What this task involves:
What follows is a set of records. Retype them exactly, leaving out the pictures.

[Start of section]

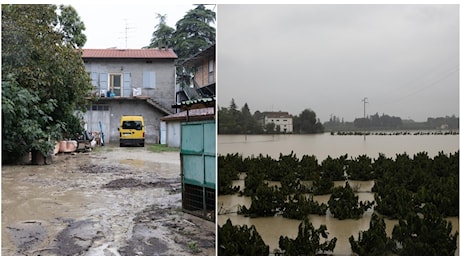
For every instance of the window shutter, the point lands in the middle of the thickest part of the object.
(126, 84)
(94, 79)
(103, 81)
(149, 79)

[End of section]

Exercise solution:
For every instance of the window shutter, the point lands in the middle of the thickest part of the object.
(126, 84)
(94, 79)
(103, 81)
(149, 79)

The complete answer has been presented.